** Bagian Dokumen **
2.      Arti dan Makna Wetu Telu

Beberapa arti dan makna Wetu Telu dapat dijabarkan sebagai beerikut

a.       Wetu berarti hukum dan telu berarti tiga. Adapun hukum yang ketiga itu yang dimaksudkan ialah

1)      Adat

2)      Agama

3)      Pemerintah

b.      Semua makhluk hidup muncul (metu) melalui tiga jenis sistem yaitu

1)      Mentiuq (berkembang  biak dari benih) seperti tumbuhan

2)      Menteluq (bertelur) seperti unggas

3)      Menganak (melahirkan) seperti manusia

c.       Pengakuan terhadap tuhan, adam dan hawa

d.      Keharusan semua makluk hidup melalui tiga tahapan rangkaian siklus yaitu :

1)      Menganak (dilahirkan)

2)      Urip (hidup)

3)      Mate (meninggal dunia)

e.       Kepercayaan masyarakat terhadap Al-Quran, Hadist, dan Ijma para ulama.

f.       Kenyataan hidup yang tidak pernah terlepas dari

1)      Hari

2)      Bulan

3)      Tahun

3.      Komunitas dan Ritual Wetu Telu

Sampai saat ini, komunitas Waktu Telu terletak di kawsan Tanjung dan beberapa desa di kecamatan Bayan seperti Loloan, Anyar, Akar-akar, dan Mumbul Sari. Sedangkan dusun-dusunnya memusat di Senaru, Barung Birak, Jeruk Manis, Dasan Tutul, Nangka Rempek, Semongka dan Lendang Jeliti. Bahkan sisa-sisa kepercayaan kepada suatu benda masih tersisa sampai sekarang.

Pada prinsipnya bentuk ritual Wetu Telu dapat disederhanakan ke dalam dua bentuk perwujudan yaitu.

a.      Penghormatan Terhadap Roh

Keyakinan komunitas Islam Wetu Telu adalah percaya kepada makhluk halus yang bersemayam pada benda mati atau benda tertentu atau memiliki kekuatan tetapi tunduk di hadapkan kekuatan Tuhan. Menyangkut Roh leluhur, mereka percaya bahwa Adam dan Hawa merupakan asal usul nenek moyang kita.

Untuk penghormatan terhadap leluhur yang terdahulu mereka memperlakukannya secara berlebihan. Mereka beranggapan bahwa  kuburannya sebagai makam keramat sedangkan dari kelompok-kelompok yang terakhir mereka kuburkan di pemakaman biasa.

b.      Penyelenggaraan Upacara Tertentu

Banyak bentuk ritual yang dihayati dan dijalankan oleh komunitas Islam Wetu Telu, antara lain.

1)      Perayaan Hari Besar Islam

Perayaan Hari Besar Islam bukan hanya dilakukan oleh masyarakat Islam dari kalangan Ahlussunnah Wal Jamaah, akan tetapi Perayaan Hari Besar Islam dilaksanakan secara rutin oleh masyarakat Islam Wetu Telu. Perayaan-perayaan tersebut dilakukan untuk mengenang kembali dan mengambil nilai-nilai yang positif.

** Soal Latihan **
Salin tanpa perubahan sebagian teks tentang Wetu Telu di atas, dimulai dari kata-kata yang memuat "3.      Komunitas dan" dan berhenti setelah "tersisa sampai sekarang.".

** Data Tercatat **

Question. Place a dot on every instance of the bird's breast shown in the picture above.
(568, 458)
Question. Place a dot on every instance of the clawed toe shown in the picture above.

** Jawaban Latihan **
3.      Komunitas dan Ritual Wetu Telu

Sampai saat ini, komunitas Waktu Telu terletak di kawsan Tanjung dan beberapa desa di kecamatan Bayan seperti Loloan, Anyar, Akar-akar, dan Mumbul Sari. Sedangkan dusun-dusunnya memusat di Senaru, Barung Birak, Jeruk Manis, Dasan Tutul, Nangka Rempek, Semongka dan Lendang Jeliti. Bahkan sisa-sisa kepercayaan kepada suatu benda masih tersisa sampai sekarang.